** START **

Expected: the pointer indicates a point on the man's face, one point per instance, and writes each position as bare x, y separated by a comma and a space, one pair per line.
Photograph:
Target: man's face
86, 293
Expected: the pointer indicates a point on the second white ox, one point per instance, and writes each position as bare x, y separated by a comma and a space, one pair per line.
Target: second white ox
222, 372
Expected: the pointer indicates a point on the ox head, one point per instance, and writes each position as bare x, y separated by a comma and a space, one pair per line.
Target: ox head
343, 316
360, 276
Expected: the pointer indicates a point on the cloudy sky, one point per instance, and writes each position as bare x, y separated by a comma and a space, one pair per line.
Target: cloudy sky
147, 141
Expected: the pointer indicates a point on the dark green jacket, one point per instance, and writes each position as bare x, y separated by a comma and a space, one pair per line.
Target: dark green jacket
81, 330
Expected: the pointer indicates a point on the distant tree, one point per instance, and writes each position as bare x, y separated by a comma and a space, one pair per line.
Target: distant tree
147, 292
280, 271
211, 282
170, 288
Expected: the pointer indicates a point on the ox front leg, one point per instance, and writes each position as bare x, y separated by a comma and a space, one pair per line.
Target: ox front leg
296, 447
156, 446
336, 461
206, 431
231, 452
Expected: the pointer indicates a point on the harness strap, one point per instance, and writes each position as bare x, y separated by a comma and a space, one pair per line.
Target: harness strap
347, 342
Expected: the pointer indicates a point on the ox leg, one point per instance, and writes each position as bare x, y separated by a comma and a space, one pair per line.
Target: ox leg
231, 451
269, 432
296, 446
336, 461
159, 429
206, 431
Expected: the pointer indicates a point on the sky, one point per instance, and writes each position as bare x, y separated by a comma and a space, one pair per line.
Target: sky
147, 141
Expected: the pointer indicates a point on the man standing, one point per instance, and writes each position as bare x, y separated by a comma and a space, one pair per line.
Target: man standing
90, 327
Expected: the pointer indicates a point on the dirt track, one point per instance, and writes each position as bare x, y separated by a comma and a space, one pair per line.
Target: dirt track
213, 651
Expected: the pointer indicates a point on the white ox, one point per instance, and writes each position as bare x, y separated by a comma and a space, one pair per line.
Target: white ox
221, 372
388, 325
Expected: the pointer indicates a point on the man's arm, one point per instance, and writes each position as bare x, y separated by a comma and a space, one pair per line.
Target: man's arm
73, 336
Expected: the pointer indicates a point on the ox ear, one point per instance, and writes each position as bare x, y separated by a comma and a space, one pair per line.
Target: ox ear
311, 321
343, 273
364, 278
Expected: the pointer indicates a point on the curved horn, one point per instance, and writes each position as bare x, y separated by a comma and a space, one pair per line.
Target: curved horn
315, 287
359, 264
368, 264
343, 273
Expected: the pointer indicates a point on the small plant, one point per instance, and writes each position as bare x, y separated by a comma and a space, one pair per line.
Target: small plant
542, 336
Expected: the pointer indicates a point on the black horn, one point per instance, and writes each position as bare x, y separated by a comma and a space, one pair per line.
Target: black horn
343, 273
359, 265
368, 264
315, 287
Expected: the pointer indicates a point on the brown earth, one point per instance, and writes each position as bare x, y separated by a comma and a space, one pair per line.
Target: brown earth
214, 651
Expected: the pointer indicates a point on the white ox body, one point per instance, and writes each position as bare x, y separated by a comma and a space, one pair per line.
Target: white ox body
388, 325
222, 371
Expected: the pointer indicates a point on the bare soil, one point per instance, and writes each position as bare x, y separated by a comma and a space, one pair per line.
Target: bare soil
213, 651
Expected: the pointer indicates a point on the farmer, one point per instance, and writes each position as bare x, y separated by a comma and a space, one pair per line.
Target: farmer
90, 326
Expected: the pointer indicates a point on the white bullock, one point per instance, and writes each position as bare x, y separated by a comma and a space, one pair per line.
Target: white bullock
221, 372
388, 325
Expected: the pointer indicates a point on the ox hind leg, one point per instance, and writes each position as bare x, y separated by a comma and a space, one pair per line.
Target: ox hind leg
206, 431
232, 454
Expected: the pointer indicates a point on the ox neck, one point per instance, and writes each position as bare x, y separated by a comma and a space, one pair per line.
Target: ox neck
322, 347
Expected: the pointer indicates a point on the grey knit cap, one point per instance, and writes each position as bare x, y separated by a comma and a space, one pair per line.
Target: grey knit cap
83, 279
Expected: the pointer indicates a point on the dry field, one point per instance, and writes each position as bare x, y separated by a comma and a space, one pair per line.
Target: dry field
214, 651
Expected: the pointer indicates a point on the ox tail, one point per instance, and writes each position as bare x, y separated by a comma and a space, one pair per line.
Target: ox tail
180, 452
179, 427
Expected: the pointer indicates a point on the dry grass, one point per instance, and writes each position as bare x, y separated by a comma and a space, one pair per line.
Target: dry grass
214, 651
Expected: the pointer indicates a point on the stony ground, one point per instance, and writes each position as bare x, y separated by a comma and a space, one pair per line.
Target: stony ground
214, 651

** END **

> Short exercise:
Reproduce all of the material above line for line, changing nothing.

> Full answer:
Expected: the pointer indicates a point on the man's face, one point per instance, and writes each position as bare x, y separated by a comma and a space, one pair per line.
Photograph:
Target: man's face
86, 293
Expected: the pointer indicates a point on the second white ox, one point per instance, and writes each position as bare x, y separated by a comma and a space, one pair per line.
Target: second white ox
222, 372
Expected: the pointer indicates a point on the ox head, one point per instance, and writes each position as bare x, y separated by a comma and a space, one pair per line.
Target: ox head
343, 316
360, 276
Expected: the pointer indicates a point on the cloudy sky, one point per instance, and writes each position as bare x, y separated by a comma and a space, one pair per line.
Target: cloudy sky
147, 141
Expected: the pointer indicates a point on the dark green jacket, one point per instance, and writes each position as bare x, y separated by a comma and a space, one pair per line.
Target: dark green jacket
81, 330
Expected: the pointer indicates a point on the distant tree, one point per instance, and writes each position as bare x, y separated by a comma and a space, one pair per line.
Target: distant tree
147, 292
280, 271
211, 282
170, 288
Expected: the pointer indicates a point on the ox front leg, one point per instance, and writes each position as bare x, y separated by a comma and a space, one pair per line.
Target: ox front leg
296, 447
156, 446
336, 461
206, 431
231, 452
Expected: the pointer indicates a point on the harness strap, one point per instance, and writes each position as bare x, y separated by a comma and a space, one pair per line.
Target: harness strap
347, 342
Expected: the pointer indicates a point on the ox leg, one point per instance, and writes each position as bare x, y separated by a comma and a space, one pair per line.
Target: ox leg
231, 451
269, 432
296, 446
336, 461
159, 429
206, 431
Expected: the pointer indicates a point on the sky, one point per instance, and writes each position as bare x, y separated by a comma and a space, one pair per line.
Target: sky
147, 141
Expected: the pointer indicates a point on the man standing, one point per instance, and writes each position as bare x, y separated by a comma and a space, one pair per line.
Target: man standing
90, 327
Expected: the pointer indicates a point on the dirt track, one point per instance, and writes each position as bare x, y separated by a comma and a space, one pair per line.
Target: dirt track
213, 651
Expected: the pointer indicates a point on the white ox, one point per instance, and writes each position as bare x, y separated by a comma and a space, one pair per line.
Target: white ox
221, 372
388, 325
Expected: the pointer indicates a point on the man's arm, one point per instance, and writes each position as bare x, y separated by a comma and a space, one pair per line.
Target: man's arm
73, 336
Expected: the pointer indicates a point on the ox ear, one point per instance, and writes each position as bare x, y separated by a comma and a space, one pair per line.
Target: ox ear
311, 321
343, 273
364, 278
Expected: the pointer indicates a point on the curved horn, one point per instance, and writes each position as bare x, y separated by a comma and a space, one pair per line.
Target: curved horn
315, 287
359, 264
368, 264
343, 273
Expected: the pointer indicates a point on the small plant, one point per instance, and writes each position as bare x, y separated by a comma and a space, one pair per line.
Target: small plant
542, 336
Expected: the pointer indicates a point on the black horn, one point per instance, and writes each position as bare x, y separated by a comma and a space, one pair per line.
Target: black horn
343, 273
359, 265
368, 264
315, 287
Expected: the pointer indicates a point on the brown earth, one point per instance, and writes each position as bare x, y separated by a comma and a space, one pair per line.
Target: brown earth
214, 651
Expected: the pointer indicates a point on the white ox body, one point per instance, and writes each position as bare x, y separated by a comma and a space, one pair per line.
Target: white ox body
388, 325
222, 371
Expected: the pointer indicates a point on the bare soil, one point per instance, and writes each position as bare x, y separated by a comma and a space, one pair per line.
Target: bare soil
213, 651
Expected: the pointer indicates a point on the farmer, one point per instance, and writes each position as bare x, y separated by a comma and a space, one pair per line.
Target: farmer
90, 326
Expected: the pointer indicates a point on the white bullock, one point per instance, and writes each position as bare x, y separated by a comma and a space, one pair per line.
Target: white bullock
221, 372
388, 325
Expected: the pointer indicates a point on the ox hind leg, one point per instance, and writes each position as bare x, y separated by a comma and a space, one pair per line.
Target: ox hind leg
206, 431
232, 454
Expected: the pointer indicates a point on the ox neck, one point per instance, and writes each position as bare x, y separated by a comma and a space, one pair per line.
Target: ox neck
322, 347
Expected: the pointer indicates a point on the grey knit cap, one point per instance, and writes each position as bare x, y separated by a comma and a space, one pair per line.
Target: grey knit cap
83, 279
Expected: the pointer indicates a point on the dry field, one point per instance, and writes each position as bare x, y separated by a comma and a space, one pair per line.
Target: dry field
214, 651
Expected: the pointer indicates a point on the ox tail, one point per instance, and writes each position as bare x, y separated by a comma and a space, one pair per line.
Target: ox tail
180, 452
179, 427
Expected: the pointer indicates a point on the dry grass, one point per instance, and writes each position as bare x, y separated by a comma and a space, one pair per line.
Target: dry grass
214, 651
Expected: the pointer indicates a point on the stony ground, one point per instance, and writes each position as bare x, y separated by a comma and a space, one pair per line.
Target: stony ground
214, 651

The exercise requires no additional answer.